Exercise data>
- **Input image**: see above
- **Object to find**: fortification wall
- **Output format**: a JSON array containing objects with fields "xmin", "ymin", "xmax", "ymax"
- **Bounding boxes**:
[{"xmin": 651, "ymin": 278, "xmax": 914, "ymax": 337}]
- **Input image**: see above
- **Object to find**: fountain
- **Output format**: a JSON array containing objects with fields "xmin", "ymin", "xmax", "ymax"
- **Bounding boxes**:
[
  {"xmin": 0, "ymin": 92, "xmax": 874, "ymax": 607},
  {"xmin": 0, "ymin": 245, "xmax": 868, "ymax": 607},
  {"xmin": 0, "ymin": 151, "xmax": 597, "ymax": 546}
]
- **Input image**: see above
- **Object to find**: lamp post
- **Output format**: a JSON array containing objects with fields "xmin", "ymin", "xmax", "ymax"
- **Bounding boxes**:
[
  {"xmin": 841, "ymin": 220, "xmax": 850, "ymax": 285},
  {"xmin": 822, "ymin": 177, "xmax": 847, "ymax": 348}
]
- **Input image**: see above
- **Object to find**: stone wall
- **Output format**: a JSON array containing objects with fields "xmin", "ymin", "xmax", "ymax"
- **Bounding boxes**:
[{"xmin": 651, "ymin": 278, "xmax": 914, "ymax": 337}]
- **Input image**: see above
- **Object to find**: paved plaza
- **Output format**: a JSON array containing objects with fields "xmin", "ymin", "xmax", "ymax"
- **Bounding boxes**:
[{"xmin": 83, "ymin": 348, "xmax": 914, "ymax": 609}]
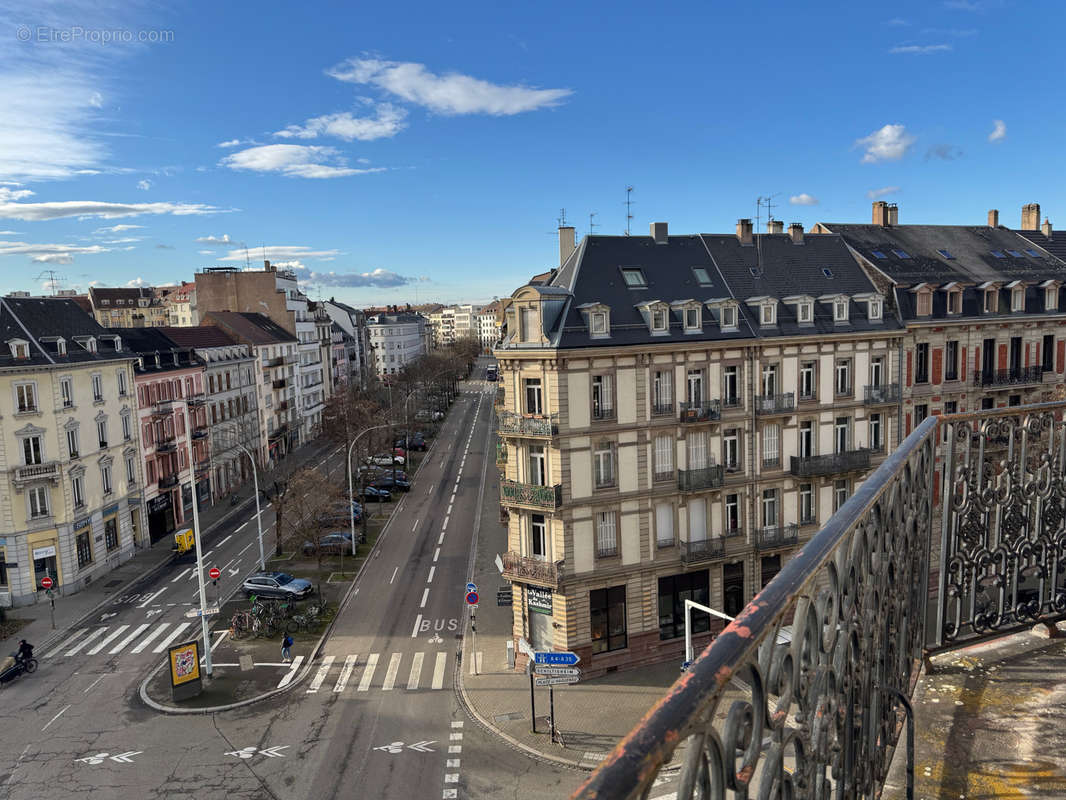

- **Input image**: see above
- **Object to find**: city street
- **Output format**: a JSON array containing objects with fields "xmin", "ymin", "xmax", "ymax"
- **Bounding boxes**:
[{"xmin": 0, "ymin": 375, "xmax": 583, "ymax": 800}]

Exercise> Return the records above in their entirety, word for word, with the pictures removed.

Answer for this exercise>
- **Input image**: see above
- **Object to find**: fortification wall
- **Output format**: a JSON array containing objects with fields "xmin", "ymin", "xmax", "ymax"
- **Bounding boxes**:
[{"xmin": 651, "ymin": 278, "xmax": 914, "ymax": 337}]
- **Input image**: see above
- **Object to find**: fountain
- **Output format**: a JSON array containing objects with fields "xmin", "ymin", "xmax", "ymax"
- **Bounding boxes**:
[
  {"xmin": 0, "ymin": 92, "xmax": 874, "ymax": 607},
  {"xmin": 0, "ymin": 245, "xmax": 868, "ymax": 607},
  {"xmin": 0, "ymin": 151, "xmax": 597, "ymax": 546}
]
- **Input image**: see above
- **Object to find**: lamp post
- **Output format**: a JSON array containing objects with fields "xmin", "ymin", "xmax", "ymax"
- **Bounding boxes**:
[
  {"xmin": 841, "ymin": 220, "xmax": 850, "ymax": 285},
  {"xmin": 822, "ymin": 177, "xmax": 847, "ymax": 348}
]
- **Input image**: see above
- **Object to find**: stone wall
- **Output format**: a JSON array containing objects with fields "xmin", "ymin", "xmax", "ymax"
- **Bounding boxes**:
[{"xmin": 651, "ymin": 278, "xmax": 914, "ymax": 337}]
- **Input image**: see above
- **Object to find**: paved plaza
- **Output format**: a JSON array containing objects with fields "xmin", "ymin", "xmax", "ymax"
- **Bounding boxes**:
[{"xmin": 83, "ymin": 348, "xmax": 914, "ymax": 609}]

- **Input image**: see above
- **Object to find**: city street
- **Output format**: a JSON array containing objects with fields "xmin", "ymin", "xmax", "ymax"
- **Bounding boxes**:
[{"xmin": 0, "ymin": 375, "xmax": 583, "ymax": 800}]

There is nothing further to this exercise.